COMPITO ASSEGNATO — Riporti fedelmente, riga per riga, tutte le voci che seguono, senza alcuna modifica.

DATI FORNITI —
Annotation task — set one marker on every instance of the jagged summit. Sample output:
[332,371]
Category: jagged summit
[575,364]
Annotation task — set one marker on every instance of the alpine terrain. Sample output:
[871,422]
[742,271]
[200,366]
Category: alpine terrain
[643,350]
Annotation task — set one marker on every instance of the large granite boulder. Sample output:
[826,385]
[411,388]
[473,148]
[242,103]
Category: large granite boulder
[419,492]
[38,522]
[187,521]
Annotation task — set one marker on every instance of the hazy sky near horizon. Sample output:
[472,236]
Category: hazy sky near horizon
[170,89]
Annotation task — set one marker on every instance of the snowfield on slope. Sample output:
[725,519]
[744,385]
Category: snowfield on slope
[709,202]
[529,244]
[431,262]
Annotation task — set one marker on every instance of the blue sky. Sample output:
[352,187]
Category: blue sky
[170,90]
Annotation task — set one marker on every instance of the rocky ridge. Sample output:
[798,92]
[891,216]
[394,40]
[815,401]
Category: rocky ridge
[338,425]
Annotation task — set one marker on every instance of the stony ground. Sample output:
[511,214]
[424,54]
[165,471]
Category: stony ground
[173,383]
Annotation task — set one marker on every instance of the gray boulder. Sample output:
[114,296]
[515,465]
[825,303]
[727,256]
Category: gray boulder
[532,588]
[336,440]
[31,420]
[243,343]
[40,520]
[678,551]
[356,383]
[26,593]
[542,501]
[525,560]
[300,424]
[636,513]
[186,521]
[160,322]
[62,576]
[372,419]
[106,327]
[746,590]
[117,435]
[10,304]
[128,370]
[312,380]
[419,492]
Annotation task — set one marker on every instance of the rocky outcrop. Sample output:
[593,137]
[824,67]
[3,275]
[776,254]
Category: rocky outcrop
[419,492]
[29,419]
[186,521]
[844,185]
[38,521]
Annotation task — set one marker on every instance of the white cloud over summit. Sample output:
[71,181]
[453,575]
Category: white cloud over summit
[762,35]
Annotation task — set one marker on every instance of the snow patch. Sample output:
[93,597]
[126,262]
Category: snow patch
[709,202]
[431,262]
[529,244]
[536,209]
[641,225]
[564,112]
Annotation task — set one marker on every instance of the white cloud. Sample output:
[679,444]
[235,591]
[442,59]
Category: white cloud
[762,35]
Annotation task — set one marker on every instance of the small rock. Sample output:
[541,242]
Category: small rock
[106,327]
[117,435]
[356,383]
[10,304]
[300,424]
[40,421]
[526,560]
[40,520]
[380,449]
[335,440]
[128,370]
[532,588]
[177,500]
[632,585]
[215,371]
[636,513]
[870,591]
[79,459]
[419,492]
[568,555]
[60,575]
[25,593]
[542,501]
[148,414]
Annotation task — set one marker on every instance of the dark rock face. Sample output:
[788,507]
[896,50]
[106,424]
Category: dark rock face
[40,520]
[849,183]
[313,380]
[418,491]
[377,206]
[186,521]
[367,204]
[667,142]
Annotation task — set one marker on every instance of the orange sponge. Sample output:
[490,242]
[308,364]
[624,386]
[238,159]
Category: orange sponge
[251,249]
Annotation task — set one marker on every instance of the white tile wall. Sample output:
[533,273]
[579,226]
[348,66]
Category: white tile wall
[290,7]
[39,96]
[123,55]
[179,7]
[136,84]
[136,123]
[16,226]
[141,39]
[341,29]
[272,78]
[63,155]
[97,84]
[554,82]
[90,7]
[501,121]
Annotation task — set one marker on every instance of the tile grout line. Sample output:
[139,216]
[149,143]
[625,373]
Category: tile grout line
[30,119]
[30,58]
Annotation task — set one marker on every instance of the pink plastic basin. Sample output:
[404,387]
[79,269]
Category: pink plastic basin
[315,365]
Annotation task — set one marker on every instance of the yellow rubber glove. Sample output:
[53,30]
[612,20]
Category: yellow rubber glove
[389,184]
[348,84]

RISPOSTA CORRETTA —
Annotation task — set one marker on every instance of the jagged summit. Sample output:
[332,371]
Category: jagged summit
[575,364]
Annotation task — set one marker on every instance of the alpine terrain. Sample output:
[871,422]
[742,271]
[200,366]
Category: alpine terrain
[643,350]
Annotation task — set one marker on every instance of the large granite boulder. Sample output:
[826,385]
[411,388]
[473,148]
[242,103]
Category: large granite boulder
[419,492]
[38,522]
[187,521]
Annotation task — set one marker on every instance of the hazy sky near horizon. Sample output:
[472,236]
Category: hazy sky near horizon
[170,89]
Annotation task — set one marker on every instance of the snowfield on slope. Sample output:
[725,519]
[744,385]
Category: snowfield on slope
[709,202]
[529,244]
[431,262]
Annotation task — set one marker on every instance of the blue sky. Sample output:
[352,187]
Category: blue sky
[170,90]
Annotation task — set one marker on every instance of the rocky ridge. Sample output:
[798,92]
[891,216]
[394,40]
[815,401]
Category: rocky ridge
[338,425]
Annotation task — set one marker on every instance of the stony ground. Sample output:
[511,214]
[424,54]
[165,471]
Category: stony ground
[173,383]
Annotation task — set one marker on every instance of the gray boulder. Sample output:
[114,296]
[515,465]
[825,303]
[727,256]
Category: gray boulder
[532,588]
[336,440]
[31,420]
[243,343]
[40,520]
[678,551]
[356,383]
[26,593]
[542,501]
[525,560]
[300,424]
[636,513]
[186,521]
[160,322]
[62,576]
[372,419]
[106,327]
[746,590]
[117,435]
[10,304]
[128,370]
[312,380]
[419,492]
Annotation task — set one marker on every instance of the rocky outcrop. Sample output:
[593,137]
[824,67]
[3,275]
[776,254]
Category: rocky outcrop
[419,492]
[29,419]
[186,521]
[844,185]
[38,521]
Annotation task — set one marker on every instance of the white cloud over summit. Sample output:
[71,181]
[453,575]
Category: white cloud over summit
[762,35]
Annotation task — set one marker on every instance of the snow patch. Sample output:
[93,597]
[126,262]
Category: snow patch
[709,202]
[431,262]
[529,244]
[536,209]
[641,225]
[564,112]
Annotation task — set one marker on every instance of the white cloud. Sample output:
[679,444]
[235,591]
[442,59]
Category: white cloud
[762,35]
Annotation task — set one marker on every instance of the small rock. Sample output:
[541,242]
Category: small rock
[106,327]
[117,435]
[356,383]
[10,304]
[300,424]
[40,421]
[526,560]
[40,520]
[380,449]
[335,440]
[128,370]
[532,588]
[177,500]
[632,585]
[215,371]
[636,513]
[870,591]
[79,459]
[419,492]
[568,555]
[60,575]
[25,593]
[542,501]
[148,414]
Annotation task — set one marker on every instance of the dark rock face. Sample output:
[788,507]
[896,50]
[106,424]
Category: dark rock face
[40,520]
[849,183]
[313,380]
[418,491]
[377,206]
[186,521]
[367,204]
[667,142]
Annotation task — set one marker on every instance of the orange sponge. Sample output:
[490,242]
[308,364]
[624,386]
[238,159]
Category: orange sponge
[251,249]
Annotation task — set one marker on every instance of the white tile wall. Sample output:
[533,273]
[579,226]
[348,66]
Category: white tile wall
[290,7]
[39,96]
[123,55]
[179,7]
[136,84]
[136,123]
[16,226]
[141,39]
[341,29]
[272,78]
[63,155]
[97,84]
[554,82]
[90,7]
[501,121]
Annotation task — set one marker on every instance of the tile grout line. Sample output:
[139,216]
[149,143]
[625,373]
Category: tile grout line
[30,119]
[30,58]
Annotation task — set one marker on every instance of the pink plastic basin. Sample output:
[404,387]
[79,269]
Category: pink plastic basin
[315,365]
Annotation task — set one marker on every instance of the yellow rubber glove. Sample output:
[53,30]
[612,20]
Category: yellow rubber glove
[389,184]
[348,84]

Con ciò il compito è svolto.